— REQUIREMENT —
Without changing anything, output the records below.
====================
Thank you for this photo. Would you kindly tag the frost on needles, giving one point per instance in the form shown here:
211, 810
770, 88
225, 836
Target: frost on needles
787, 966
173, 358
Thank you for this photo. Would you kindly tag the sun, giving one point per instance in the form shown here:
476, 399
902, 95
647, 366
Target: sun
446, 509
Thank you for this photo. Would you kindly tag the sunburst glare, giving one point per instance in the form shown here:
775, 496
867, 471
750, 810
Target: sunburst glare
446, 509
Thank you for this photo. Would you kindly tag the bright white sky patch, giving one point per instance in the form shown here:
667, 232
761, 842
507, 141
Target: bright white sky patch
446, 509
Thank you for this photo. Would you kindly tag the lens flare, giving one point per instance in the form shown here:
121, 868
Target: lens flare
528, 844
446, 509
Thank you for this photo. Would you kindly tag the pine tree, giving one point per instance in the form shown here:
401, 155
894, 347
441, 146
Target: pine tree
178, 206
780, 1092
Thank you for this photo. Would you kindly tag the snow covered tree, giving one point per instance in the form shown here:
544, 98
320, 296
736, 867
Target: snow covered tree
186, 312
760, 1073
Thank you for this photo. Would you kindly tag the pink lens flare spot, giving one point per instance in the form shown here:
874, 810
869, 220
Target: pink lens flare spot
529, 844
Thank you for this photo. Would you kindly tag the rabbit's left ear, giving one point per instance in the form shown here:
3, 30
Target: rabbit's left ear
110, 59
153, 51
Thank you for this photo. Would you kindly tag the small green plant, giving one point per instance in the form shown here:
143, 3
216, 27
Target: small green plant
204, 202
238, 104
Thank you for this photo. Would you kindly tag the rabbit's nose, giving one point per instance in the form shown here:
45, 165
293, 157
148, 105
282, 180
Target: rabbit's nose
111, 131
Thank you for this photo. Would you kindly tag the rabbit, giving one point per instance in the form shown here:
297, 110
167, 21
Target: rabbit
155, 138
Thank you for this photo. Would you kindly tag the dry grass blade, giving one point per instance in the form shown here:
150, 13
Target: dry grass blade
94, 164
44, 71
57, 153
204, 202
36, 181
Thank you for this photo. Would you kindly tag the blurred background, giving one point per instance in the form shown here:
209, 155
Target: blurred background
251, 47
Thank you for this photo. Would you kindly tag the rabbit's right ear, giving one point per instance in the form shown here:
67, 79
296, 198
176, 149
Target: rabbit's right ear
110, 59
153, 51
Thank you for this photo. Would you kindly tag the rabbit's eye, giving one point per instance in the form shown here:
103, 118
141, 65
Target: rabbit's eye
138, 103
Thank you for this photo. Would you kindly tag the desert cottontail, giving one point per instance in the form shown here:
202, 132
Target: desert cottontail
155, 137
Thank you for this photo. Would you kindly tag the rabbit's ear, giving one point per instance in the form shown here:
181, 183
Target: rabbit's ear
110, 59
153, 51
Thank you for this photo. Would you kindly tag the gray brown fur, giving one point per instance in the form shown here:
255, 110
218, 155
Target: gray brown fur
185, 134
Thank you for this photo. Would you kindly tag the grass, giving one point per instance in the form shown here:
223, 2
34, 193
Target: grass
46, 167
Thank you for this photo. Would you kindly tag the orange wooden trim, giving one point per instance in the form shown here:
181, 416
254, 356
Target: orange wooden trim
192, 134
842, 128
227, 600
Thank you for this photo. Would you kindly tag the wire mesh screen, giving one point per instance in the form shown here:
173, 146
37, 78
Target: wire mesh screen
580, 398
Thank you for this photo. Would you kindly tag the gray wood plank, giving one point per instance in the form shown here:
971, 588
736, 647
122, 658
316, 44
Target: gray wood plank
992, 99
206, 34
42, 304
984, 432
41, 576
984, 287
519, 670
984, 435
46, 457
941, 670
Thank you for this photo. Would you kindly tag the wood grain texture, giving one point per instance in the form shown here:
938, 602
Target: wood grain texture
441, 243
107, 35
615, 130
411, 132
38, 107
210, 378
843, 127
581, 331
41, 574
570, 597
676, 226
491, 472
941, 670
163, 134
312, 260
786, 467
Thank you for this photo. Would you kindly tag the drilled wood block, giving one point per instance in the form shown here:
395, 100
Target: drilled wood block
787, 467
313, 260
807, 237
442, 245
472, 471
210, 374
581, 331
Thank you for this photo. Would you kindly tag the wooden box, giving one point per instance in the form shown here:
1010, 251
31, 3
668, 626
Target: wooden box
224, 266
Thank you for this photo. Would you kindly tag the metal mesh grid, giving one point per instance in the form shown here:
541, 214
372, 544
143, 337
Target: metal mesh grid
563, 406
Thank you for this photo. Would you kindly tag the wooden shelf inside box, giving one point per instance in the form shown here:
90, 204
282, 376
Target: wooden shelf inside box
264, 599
====================
— WRITTEN RESPONSE —
Thank you for this photo. Would you kindly tag the frost on needles, giving one point per instance in the form shown here:
211, 810
770, 88
225, 836
Target: frost on needles
787, 966
173, 358
Thank you for this photo. Would you kindly tag the sun, giving one point per instance in the form shown here:
476, 399
902, 95
647, 366
Target: sun
446, 509
Thank you for this photo. Would you kindly tag the sunburst glare, giving one point per instance in the form shown here:
775, 496
867, 471
750, 810
Target: sunburst glare
446, 509
Thank you for this photo. Would you kindly tag the bright white sky patch, giving one point per instance in the form shown here:
667, 232
761, 842
507, 141
Target: bright white sky patch
446, 509
Thank you for this photo. Would you kindly tag the lens flare, giving one point per instance in the form shown here:
121, 868
Target: lens flare
528, 844
446, 509
Thank you for this photo. Would you kindly tag the pine tree, giving one point per instance in the form shown here:
401, 155
894, 347
441, 146
Target: pine tree
178, 206
780, 1092
Thank you for this photo. Would you kindly tag the snow covered tree, giving one point per instance in the form shown here:
544, 98
320, 296
736, 867
Target: snow covered tree
186, 312
760, 1073
Thank you for this photo. Would you kindly tag the pink lens flare spot, giving one point per instance in the form shown here:
874, 810
869, 220
Target: pink lens flare spot
529, 844
Thank you for this photo. Would you kindly tag the rabbit's left ear, giving one point per instance in the form shown here:
3, 30
Target: rabbit's left ear
110, 59
153, 51
Thank you for this photo. Would you kindly tag the small green plant, giving one point per instance in the form shown here:
143, 3
216, 27
Target: small green plant
204, 202
238, 104
Thank you for this photo. Would you kindly tag the rabbit's nose, giving one point per instance in the form shown here:
45, 165
293, 157
148, 105
282, 180
Target: rabbit's nose
111, 131
Thank you for this photo. Would you kindly tag the rabbit, giving one point per instance in the form shown here:
297, 110
167, 21
Target: rabbit
155, 138
Thank you for this photo. Would you kindly tag the dry grass blade, giving one point per instance in the form shown here:
150, 13
Target: dry grass blade
94, 164
44, 71
57, 153
204, 202
36, 181
Thank you for this photo. Would you kindly tag the blurred background, giving one point per instance in the form shown here:
209, 155
Target: blurred background
251, 47
Thank you for this photo. Would you kindly tag the rabbit's right ear, giving one point per instance in the form shown here:
67, 79
296, 198
176, 149
Target: rabbit's right ear
110, 59
153, 51
Thank you for this photo. Would you kindly tag the rabbit's eye, giving one point per instance in the form shown here:
103, 118
141, 65
Target: rabbit's eye
138, 103
Thank you for this photo. Would you kindly tag the desert cottontail, giving one point per instance in the form shown here:
202, 132
Target: desert cottontail
155, 137
Thank you for this photo. Would you kindly tag the rabbit's ear, giving one point per instance in the form shown here:
181, 183
Target: rabbit's ear
110, 59
153, 51
Thank you for this photo. Would you kindly tag the gray brown fur, giving one point per instance in the form shown here:
255, 110
218, 155
Target: gray brown fur
185, 134
Thank you for this photo. Would you kindly tag the grass, giving one point per instance in the form shown here:
223, 2
34, 193
Target: grass
46, 167
Thank you for this photo. Would you kindly tag the orange wooden trim, giving one point per instance in the form shown here:
181, 416
254, 356
Target: orange wooden trim
192, 134
842, 128
227, 600
Thank you for this photo. Would you kindly tag the wire mesh screen, giving one point per instance in the form shown here:
173, 146
37, 78
Target: wire mesh screen
580, 398
Thank you for this photo. Would you kindly tag the gray wood plank, giving one point per instance in the form shown here:
971, 588
736, 647
122, 658
316, 44
Target: gray wood plank
992, 99
206, 34
42, 304
984, 432
41, 576
984, 287
519, 670
984, 435
46, 457
941, 670
Thank you for this photo. Would you kindly tag the wood grain texture, giving one point per instance in the form shown here:
938, 602
Target: wood grain texture
441, 243
107, 35
615, 130
411, 132
38, 107
210, 378
843, 127
581, 331
41, 574
570, 597
676, 226
491, 472
941, 670
163, 134
312, 260
786, 467
Thank you for this photo. Would you kindly tag the drilled wood block, giving one point per instance in the form shown here:
395, 100
Target: drilled wood block
787, 467
313, 260
807, 237
442, 245
472, 471
210, 374
581, 331
Thank you for this photo. Would you kindly tag the wooden box, giving one point per instance in the form shown here:
1010, 251
31, 3
668, 626
Target: wooden box
224, 266
Thank you for this photo. Would you kindly tag the metal mesh grid, giving one point per instance in the form shown here:
541, 214
372, 544
143, 337
Target: metal mesh grid
563, 406
Thank you for this photo. Would you kindly tag the wooden shelf inside box, giving one point per instance in the form shown here:
90, 204
282, 376
Target: wooden shelf inside box
264, 599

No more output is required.